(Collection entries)
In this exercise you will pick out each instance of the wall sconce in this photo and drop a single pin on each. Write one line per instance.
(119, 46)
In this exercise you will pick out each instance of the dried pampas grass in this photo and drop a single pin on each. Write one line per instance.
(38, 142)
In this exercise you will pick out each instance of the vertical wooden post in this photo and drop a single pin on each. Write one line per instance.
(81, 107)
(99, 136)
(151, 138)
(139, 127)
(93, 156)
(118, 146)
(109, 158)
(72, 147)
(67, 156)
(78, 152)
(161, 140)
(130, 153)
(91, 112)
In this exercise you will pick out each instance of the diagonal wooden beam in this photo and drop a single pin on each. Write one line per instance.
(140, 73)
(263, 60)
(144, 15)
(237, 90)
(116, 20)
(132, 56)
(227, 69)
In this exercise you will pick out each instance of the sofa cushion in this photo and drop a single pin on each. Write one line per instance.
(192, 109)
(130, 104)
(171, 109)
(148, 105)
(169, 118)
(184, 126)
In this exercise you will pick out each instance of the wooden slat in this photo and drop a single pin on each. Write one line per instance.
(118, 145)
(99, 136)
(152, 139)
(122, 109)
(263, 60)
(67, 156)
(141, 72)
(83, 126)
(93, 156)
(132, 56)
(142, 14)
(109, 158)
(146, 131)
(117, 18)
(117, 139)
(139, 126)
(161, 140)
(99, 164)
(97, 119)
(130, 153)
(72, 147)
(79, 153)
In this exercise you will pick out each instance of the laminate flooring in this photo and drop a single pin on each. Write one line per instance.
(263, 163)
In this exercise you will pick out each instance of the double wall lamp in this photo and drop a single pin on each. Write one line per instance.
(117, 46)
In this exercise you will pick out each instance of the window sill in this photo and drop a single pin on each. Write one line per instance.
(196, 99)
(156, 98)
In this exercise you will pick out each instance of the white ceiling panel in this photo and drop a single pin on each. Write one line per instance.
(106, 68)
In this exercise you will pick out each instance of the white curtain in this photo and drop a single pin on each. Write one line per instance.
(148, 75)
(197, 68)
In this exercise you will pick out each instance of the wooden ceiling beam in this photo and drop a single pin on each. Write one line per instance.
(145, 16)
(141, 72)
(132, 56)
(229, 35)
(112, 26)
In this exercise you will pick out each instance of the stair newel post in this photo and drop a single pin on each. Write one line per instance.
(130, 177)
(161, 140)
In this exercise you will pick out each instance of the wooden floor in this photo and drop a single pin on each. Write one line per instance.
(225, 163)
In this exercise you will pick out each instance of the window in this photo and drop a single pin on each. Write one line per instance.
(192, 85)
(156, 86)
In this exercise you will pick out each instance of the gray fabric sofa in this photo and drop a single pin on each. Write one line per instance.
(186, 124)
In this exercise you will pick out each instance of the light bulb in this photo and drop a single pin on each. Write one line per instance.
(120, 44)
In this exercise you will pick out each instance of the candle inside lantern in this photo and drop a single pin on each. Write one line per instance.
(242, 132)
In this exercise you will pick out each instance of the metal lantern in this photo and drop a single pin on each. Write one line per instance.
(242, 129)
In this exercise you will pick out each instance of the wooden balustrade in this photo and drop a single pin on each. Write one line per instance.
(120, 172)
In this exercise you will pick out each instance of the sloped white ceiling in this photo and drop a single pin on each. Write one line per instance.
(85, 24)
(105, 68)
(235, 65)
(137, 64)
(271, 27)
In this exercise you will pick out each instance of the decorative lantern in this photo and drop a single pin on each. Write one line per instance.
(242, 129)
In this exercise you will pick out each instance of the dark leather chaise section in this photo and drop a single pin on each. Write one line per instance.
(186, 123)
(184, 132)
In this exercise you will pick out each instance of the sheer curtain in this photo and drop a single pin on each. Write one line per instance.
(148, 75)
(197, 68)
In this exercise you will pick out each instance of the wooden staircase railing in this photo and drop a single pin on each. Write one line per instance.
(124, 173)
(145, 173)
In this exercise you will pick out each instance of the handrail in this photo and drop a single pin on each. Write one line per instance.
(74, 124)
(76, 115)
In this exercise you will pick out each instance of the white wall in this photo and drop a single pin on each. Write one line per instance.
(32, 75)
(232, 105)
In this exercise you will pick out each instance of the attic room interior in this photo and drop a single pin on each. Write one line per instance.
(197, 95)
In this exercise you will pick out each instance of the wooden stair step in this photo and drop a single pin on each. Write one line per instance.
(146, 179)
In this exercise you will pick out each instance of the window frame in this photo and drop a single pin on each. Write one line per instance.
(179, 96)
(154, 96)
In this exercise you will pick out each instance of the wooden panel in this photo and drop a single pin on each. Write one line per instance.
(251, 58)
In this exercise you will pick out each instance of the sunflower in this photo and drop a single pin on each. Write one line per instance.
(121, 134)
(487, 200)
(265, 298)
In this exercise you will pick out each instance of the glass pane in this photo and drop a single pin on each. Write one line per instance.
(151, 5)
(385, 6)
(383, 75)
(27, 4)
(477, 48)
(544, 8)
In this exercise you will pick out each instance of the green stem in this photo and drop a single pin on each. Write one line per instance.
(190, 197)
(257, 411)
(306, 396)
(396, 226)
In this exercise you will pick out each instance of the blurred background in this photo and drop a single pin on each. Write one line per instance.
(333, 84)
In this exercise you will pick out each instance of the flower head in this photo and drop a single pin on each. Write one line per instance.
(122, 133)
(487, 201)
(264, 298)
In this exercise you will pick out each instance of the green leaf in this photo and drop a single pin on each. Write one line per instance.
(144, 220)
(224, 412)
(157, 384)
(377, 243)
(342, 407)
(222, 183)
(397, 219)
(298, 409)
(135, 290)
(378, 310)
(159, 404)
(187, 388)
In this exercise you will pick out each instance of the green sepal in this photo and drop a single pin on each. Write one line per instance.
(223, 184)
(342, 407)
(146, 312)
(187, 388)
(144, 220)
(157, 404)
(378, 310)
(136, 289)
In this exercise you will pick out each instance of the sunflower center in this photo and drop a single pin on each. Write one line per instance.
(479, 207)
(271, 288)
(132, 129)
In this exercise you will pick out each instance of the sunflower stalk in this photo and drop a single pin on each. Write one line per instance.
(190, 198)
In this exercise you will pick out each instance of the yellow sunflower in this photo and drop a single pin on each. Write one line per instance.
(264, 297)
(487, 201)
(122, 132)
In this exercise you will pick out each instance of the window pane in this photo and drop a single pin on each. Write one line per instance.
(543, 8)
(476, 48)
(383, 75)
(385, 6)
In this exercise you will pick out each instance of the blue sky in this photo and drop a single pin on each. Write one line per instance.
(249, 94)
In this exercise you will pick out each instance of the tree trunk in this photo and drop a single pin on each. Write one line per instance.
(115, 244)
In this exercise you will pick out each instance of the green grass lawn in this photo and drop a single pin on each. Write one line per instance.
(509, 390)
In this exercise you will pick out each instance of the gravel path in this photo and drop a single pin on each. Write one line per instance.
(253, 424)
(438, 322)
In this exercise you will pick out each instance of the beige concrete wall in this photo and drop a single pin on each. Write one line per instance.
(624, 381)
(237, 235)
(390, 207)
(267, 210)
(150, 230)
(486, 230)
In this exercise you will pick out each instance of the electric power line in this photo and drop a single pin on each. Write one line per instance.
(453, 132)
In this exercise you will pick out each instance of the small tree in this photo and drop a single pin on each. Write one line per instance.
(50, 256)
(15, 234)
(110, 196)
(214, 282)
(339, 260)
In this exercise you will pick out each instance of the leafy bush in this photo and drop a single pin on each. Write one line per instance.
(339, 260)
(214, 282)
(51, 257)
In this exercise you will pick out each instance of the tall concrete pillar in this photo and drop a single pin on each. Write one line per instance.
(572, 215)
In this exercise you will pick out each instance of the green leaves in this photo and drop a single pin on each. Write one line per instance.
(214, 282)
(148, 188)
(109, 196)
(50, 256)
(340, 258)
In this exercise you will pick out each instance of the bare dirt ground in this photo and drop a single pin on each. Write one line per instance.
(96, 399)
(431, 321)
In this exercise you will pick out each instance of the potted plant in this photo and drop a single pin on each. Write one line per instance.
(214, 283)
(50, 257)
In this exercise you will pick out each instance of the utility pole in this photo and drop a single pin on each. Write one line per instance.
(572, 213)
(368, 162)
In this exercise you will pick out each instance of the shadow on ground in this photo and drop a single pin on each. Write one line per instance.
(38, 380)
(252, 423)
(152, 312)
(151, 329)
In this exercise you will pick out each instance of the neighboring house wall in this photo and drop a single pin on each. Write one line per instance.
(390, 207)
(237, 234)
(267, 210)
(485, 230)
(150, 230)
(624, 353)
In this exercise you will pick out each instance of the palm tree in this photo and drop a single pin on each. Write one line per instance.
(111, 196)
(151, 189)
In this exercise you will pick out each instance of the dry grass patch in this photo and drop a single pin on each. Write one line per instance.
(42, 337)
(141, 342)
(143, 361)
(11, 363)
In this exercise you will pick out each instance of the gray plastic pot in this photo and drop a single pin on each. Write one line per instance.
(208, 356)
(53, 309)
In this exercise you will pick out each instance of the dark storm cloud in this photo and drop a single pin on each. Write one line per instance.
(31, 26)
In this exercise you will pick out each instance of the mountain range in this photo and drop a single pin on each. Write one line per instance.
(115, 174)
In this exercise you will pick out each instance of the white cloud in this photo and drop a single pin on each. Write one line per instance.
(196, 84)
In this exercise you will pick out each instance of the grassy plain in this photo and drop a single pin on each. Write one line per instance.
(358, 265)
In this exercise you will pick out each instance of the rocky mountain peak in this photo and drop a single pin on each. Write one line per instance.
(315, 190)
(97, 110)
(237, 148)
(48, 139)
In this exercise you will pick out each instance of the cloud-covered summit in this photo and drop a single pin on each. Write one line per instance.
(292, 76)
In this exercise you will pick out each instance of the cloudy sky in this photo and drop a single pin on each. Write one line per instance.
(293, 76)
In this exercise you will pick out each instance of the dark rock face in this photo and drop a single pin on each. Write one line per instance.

Task requirements: Rewrite everything from the line containing "of the rocky" down to the last of the entries as a numbered list, including both ends and skipping blank lines.

Exercise response:
1. In this exercise you will pick out each instance of the rocky mountain peak in this photo and drop a single pin on each. Write one line per instance.
2. (315, 190)
3. (97, 110)
4. (237, 148)
5. (48, 139)
6. In this exercise you will pick out each instance of the cloud-covered summit in this photo and drop a single pin on each. Write one line per instance.
7. (292, 76)
8. In this exercise you will pick out each instance of the cloudy sky in this photo and drop a single pin on each. Write one line per instance.
9. (293, 76)
10. In this exercise you will pick out each instance of the dark rock face in this photo and drop a single pin on each. Write one line per instance.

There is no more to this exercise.